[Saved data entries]
━━━━━━━━━━━━━━━━━━━━

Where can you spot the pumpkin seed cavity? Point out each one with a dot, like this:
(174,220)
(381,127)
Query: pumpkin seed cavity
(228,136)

━━━━━━━━━━━━━━━━━━━━

WHAT THE TASK ASKS:
Arrange every line of the records above as a numbered list, omitting any blank lines.

REPLY TO THE TASK:
1. Where can you spot the pumpkin seed cavity? Point out each one with a dot, like this:
2. (174,220)
3. (381,127)
4. Query: pumpkin seed cavity
5. (228,136)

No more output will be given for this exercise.